> _Directive_: Render everything from the line containing "Annotation guideline — the target class is dog's" down to the end of the records as a JSON array of strings, one string per line, leaving out blank lines.

> _Extracted material_:

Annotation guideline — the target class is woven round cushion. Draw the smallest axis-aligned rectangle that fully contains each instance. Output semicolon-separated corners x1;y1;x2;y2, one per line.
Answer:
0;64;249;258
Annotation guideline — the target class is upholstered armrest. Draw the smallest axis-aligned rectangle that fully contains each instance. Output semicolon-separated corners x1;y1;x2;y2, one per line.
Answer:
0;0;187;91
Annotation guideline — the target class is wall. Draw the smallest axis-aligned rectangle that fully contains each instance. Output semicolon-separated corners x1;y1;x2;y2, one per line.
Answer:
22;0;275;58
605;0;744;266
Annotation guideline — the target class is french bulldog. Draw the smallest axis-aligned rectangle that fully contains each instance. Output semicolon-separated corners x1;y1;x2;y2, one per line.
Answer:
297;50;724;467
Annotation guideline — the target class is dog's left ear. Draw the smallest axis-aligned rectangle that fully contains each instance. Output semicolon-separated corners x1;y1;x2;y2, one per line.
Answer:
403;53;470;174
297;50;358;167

> _Response below_:
[
  "Annotation guideline — the target class is dog's left ear. Draw the smallest axis-aligned rectangle that fully contains each instance. Output semicolon-separated corners x1;y1;x2;y2, one per line.",
  "Answer:",
  "403;53;470;174",
  "297;50;358;167"
]